Task goal
Reproduce the records below exactly; no pictures.

[Saved entries]
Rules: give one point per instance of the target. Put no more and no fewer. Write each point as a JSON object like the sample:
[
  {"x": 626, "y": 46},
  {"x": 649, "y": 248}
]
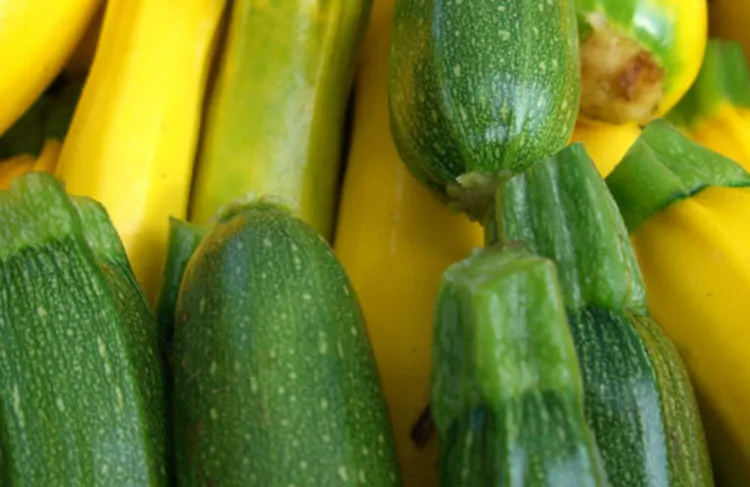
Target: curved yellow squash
[
  {"x": 395, "y": 239},
  {"x": 36, "y": 39},
  {"x": 728, "y": 19},
  {"x": 132, "y": 140}
]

Response to the exercise
Rules: give one point per instance of the target. Put no more and no fewer. Write each point as a JSON object like the sample:
[
  {"x": 626, "y": 46},
  {"x": 649, "y": 248}
]
Target: curved yellow squash
[
  {"x": 395, "y": 239},
  {"x": 36, "y": 39},
  {"x": 728, "y": 19},
  {"x": 132, "y": 140}
]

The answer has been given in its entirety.